Exclude the pictures from your copy, and reproduce each entry below verbatim.

# Extracted entries
★ ★ ★

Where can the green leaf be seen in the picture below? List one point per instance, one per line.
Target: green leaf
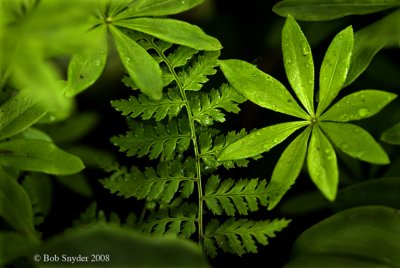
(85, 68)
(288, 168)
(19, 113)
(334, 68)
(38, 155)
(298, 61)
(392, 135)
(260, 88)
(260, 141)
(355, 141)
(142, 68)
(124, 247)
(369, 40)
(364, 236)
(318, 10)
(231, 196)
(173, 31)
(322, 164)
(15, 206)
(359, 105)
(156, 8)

★ ★ ★

# Written response
Where can the green leaf be seen in the picture below? List one point per instance, one per line.
Target: green leaf
(85, 68)
(288, 168)
(19, 113)
(334, 68)
(38, 155)
(298, 61)
(392, 135)
(260, 88)
(260, 141)
(355, 141)
(142, 68)
(124, 247)
(369, 40)
(364, 236)
(318, 10)
(231, 196)
(173, 31)
(322, 164)
(15, 206)
(359, 105)
(156, 8)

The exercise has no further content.